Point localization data
- Opening Delimiter -
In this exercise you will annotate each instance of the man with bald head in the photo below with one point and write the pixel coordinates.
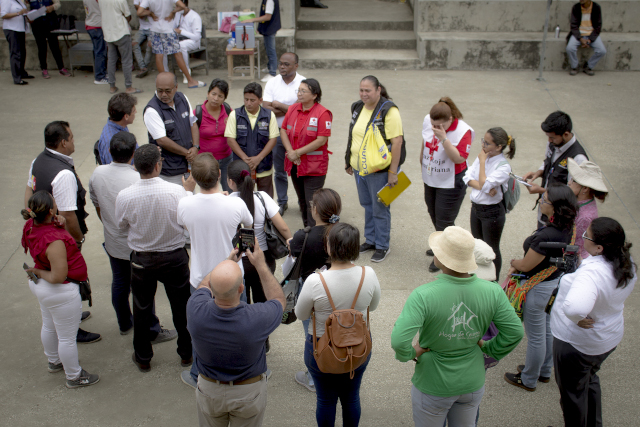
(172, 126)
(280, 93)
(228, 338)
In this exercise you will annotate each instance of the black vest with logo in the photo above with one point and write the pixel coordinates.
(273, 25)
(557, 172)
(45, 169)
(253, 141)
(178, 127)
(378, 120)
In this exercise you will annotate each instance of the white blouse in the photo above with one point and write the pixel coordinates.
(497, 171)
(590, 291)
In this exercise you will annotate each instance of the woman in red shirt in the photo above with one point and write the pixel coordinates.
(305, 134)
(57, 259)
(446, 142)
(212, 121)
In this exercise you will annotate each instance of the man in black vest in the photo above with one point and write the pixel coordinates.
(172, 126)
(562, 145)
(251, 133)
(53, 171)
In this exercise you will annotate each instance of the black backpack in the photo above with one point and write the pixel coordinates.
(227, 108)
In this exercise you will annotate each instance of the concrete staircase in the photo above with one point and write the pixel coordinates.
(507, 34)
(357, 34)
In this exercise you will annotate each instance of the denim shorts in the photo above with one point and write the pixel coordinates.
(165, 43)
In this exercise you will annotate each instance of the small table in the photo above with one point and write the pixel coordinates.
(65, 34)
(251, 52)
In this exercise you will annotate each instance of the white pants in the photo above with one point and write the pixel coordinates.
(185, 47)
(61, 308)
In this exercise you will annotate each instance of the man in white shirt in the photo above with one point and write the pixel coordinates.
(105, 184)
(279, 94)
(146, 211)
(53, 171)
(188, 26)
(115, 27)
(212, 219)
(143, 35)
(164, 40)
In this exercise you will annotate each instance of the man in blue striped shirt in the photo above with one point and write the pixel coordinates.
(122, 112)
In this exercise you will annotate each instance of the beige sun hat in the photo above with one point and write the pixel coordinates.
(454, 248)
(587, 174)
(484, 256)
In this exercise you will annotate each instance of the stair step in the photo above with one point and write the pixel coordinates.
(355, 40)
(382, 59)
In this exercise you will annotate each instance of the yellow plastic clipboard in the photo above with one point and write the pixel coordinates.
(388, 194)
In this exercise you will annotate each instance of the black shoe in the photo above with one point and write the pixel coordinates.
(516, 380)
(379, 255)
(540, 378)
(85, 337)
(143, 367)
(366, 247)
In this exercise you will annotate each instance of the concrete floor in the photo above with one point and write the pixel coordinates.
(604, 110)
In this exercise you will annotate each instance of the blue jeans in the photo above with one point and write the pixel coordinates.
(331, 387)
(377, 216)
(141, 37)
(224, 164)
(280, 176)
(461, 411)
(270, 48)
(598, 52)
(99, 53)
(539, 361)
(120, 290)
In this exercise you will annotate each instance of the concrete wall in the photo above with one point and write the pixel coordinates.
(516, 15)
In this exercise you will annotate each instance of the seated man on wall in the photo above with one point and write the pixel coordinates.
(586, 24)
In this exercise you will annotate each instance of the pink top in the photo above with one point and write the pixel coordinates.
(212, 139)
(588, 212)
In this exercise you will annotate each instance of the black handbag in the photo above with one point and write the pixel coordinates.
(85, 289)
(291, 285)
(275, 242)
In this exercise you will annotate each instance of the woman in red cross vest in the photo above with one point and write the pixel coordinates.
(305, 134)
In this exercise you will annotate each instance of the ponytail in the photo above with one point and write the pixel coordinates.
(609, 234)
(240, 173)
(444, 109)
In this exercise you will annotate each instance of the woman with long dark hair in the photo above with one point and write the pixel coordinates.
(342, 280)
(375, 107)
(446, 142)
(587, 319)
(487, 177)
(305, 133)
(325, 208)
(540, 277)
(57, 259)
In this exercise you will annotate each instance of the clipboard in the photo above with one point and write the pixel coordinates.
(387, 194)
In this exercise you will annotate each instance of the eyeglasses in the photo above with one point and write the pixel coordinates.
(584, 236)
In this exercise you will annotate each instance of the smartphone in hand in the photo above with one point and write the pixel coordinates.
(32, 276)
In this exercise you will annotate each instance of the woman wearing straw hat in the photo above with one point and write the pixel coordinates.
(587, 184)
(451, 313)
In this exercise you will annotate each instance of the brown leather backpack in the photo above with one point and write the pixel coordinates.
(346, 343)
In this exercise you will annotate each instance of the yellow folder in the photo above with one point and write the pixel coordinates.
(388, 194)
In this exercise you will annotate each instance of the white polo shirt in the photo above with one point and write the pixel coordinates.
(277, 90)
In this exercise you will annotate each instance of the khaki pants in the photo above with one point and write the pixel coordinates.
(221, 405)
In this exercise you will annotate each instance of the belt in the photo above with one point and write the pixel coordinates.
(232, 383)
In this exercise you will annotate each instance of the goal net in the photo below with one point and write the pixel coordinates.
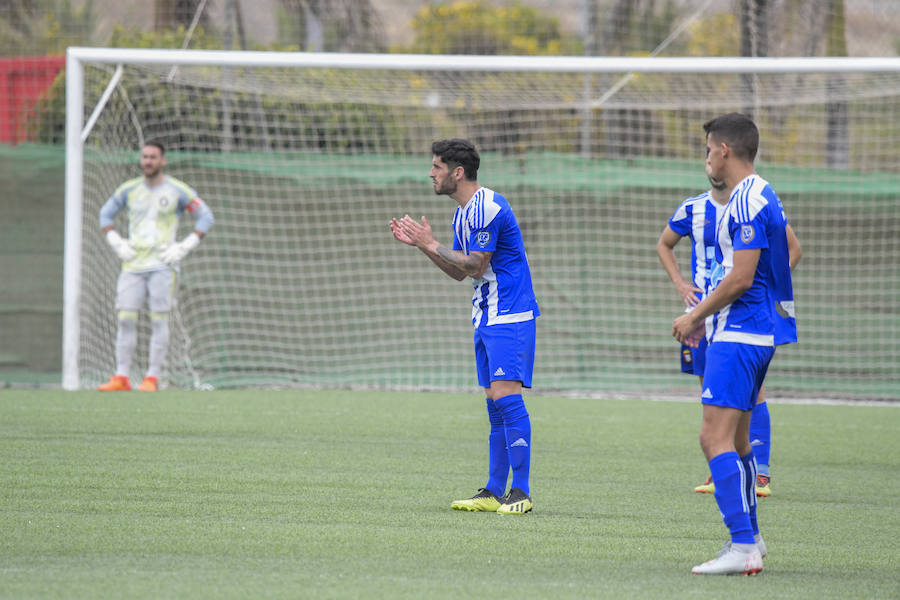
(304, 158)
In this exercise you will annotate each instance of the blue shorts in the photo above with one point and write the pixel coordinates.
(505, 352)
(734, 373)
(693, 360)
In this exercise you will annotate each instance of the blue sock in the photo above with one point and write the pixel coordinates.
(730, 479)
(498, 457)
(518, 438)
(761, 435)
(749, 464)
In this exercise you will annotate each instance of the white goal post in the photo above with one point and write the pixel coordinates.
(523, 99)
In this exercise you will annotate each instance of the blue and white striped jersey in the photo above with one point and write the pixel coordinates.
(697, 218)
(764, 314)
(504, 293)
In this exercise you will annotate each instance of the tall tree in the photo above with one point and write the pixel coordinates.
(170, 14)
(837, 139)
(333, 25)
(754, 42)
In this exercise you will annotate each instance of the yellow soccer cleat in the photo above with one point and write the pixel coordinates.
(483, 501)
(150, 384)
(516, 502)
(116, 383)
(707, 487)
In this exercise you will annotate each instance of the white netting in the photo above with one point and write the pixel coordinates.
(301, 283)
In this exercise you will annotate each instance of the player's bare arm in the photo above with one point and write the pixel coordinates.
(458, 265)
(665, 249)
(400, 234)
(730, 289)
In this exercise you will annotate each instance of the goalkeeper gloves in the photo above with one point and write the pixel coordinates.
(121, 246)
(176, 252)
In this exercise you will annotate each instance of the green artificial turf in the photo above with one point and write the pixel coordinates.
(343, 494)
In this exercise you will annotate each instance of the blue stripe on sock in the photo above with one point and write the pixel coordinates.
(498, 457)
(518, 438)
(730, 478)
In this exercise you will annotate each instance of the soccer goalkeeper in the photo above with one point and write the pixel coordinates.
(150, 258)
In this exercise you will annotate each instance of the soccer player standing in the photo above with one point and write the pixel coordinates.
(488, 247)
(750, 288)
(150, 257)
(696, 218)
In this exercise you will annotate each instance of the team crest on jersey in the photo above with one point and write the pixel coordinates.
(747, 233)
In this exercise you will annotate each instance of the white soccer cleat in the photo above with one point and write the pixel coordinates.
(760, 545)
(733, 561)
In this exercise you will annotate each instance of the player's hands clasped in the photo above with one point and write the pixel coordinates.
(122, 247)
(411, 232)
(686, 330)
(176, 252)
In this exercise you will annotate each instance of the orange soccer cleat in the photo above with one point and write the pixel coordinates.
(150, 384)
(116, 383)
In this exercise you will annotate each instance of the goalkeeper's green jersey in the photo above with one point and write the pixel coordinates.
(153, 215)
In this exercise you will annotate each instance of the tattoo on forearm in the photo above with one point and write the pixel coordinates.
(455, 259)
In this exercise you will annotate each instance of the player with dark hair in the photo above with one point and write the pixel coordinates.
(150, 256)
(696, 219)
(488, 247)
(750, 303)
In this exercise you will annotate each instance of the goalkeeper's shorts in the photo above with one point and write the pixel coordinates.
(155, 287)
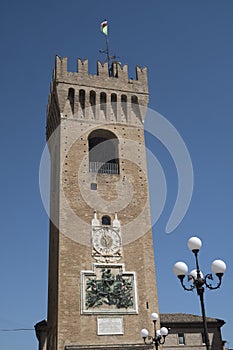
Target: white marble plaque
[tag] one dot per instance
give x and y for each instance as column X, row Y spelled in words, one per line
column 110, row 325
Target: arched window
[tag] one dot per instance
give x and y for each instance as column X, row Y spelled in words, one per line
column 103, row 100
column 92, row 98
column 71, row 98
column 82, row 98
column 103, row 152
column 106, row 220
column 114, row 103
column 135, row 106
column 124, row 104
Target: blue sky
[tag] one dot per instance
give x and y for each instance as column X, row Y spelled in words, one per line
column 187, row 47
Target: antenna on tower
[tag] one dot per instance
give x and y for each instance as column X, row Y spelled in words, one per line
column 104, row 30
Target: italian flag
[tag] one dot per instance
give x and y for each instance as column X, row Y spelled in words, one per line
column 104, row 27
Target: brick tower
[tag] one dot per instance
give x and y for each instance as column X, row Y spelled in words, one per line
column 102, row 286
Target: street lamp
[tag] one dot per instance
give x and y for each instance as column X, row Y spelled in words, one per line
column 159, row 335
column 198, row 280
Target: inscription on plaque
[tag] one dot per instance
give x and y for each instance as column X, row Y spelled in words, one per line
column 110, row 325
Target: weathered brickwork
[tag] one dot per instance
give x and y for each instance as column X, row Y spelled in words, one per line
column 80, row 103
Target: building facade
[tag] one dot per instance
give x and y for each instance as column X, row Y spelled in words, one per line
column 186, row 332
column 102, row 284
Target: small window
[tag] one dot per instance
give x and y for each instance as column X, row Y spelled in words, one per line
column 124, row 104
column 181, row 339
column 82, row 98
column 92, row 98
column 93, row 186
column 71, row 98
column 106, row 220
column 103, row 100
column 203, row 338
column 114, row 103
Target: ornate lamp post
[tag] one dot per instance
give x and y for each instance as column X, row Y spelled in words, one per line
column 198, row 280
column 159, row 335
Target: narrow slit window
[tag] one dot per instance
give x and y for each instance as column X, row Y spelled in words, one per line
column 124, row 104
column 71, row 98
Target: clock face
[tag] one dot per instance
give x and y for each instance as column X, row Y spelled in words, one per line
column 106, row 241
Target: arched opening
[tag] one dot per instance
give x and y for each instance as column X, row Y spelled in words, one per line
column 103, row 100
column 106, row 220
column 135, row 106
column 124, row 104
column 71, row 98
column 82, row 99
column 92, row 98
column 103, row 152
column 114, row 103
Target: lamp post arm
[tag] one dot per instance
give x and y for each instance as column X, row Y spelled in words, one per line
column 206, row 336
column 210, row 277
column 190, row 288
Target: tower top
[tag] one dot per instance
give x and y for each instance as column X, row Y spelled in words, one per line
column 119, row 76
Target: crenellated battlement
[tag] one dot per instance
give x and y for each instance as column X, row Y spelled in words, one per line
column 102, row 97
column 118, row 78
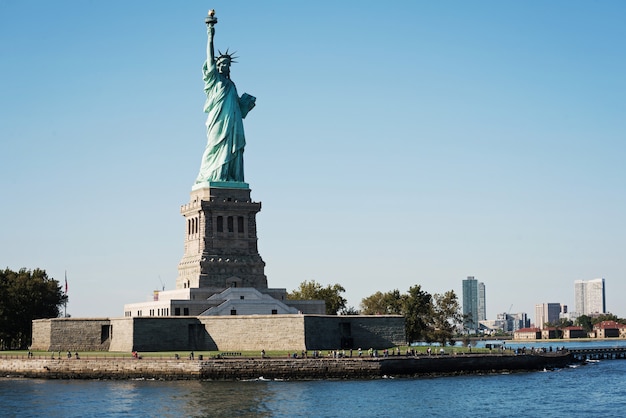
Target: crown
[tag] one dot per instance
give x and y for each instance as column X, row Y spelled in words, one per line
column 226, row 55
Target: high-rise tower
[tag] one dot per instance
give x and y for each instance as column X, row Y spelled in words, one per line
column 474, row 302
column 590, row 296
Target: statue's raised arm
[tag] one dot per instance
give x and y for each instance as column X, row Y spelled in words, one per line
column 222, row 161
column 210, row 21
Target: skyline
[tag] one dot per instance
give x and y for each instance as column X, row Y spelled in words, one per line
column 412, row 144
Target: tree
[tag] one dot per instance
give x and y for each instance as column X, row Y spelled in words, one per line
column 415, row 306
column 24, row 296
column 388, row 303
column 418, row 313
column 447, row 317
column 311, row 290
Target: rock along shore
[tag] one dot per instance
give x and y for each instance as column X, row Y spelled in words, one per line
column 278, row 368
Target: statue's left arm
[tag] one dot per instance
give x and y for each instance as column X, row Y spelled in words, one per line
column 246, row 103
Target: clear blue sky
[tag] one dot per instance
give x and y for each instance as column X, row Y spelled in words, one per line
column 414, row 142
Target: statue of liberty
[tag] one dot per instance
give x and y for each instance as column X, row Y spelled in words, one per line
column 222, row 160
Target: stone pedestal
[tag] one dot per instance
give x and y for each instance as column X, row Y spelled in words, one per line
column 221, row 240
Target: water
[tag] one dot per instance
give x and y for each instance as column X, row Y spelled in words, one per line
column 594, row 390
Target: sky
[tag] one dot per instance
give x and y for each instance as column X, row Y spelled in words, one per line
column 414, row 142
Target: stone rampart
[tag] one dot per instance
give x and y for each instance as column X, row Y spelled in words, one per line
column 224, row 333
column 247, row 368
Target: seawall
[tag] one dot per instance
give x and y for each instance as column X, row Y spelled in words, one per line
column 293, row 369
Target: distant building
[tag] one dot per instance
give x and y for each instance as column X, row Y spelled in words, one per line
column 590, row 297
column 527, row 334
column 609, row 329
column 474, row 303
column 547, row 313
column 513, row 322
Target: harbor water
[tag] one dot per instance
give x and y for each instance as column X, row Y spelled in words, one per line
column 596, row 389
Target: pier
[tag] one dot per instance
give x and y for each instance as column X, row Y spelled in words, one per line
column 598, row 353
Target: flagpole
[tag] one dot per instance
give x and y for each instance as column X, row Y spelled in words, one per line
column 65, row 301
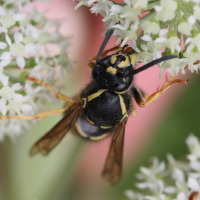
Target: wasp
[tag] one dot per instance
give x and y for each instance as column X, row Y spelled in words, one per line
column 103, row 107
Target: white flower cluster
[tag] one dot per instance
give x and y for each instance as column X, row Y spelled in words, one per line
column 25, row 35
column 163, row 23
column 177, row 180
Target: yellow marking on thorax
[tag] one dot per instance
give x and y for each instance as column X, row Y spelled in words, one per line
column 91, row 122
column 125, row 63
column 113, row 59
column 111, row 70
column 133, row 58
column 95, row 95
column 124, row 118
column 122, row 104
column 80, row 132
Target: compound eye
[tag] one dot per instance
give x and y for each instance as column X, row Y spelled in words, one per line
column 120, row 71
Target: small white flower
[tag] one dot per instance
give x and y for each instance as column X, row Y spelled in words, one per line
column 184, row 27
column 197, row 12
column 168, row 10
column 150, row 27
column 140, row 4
- Closing Delimiter -
Which of the lines above include the string "statue"? Pick them out and copy them.

## Solution
Target: statue's raised arm
Target: statue's left arm
Target: statue of liberty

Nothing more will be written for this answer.